- **Action item**:
Transcribe exactly everything in the data below from the line containing "Task: put a point on every instance of the paved" down to the line containing "Target: paved promenade", both lines included and nothing further.

- **Provided material**:
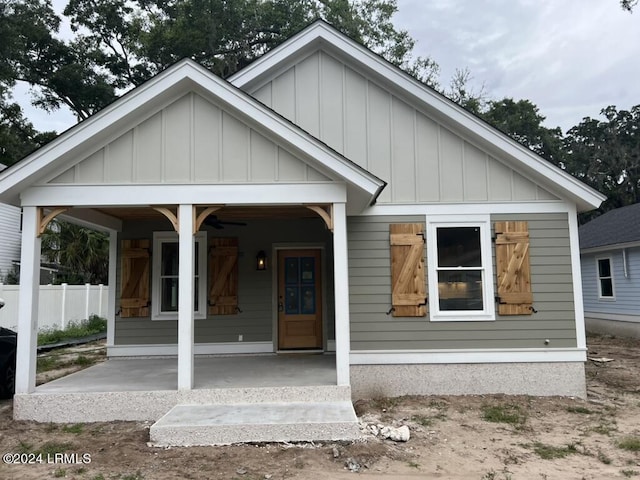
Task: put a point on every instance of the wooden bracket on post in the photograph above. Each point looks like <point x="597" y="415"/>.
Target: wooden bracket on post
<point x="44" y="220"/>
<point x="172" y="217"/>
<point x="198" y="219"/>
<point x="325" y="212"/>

...

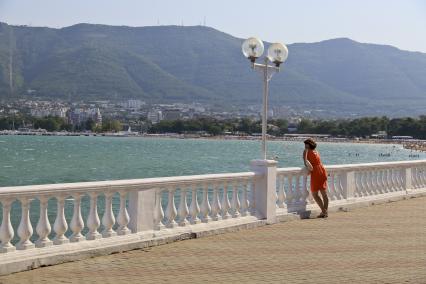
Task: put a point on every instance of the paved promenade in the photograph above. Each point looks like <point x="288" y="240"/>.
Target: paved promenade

- **Solution to this problem**:
Task: put a point on every instance of the paved promenade in the photograph above. Each point looks like <point x="288" y="240"/>.
Target: paved promenade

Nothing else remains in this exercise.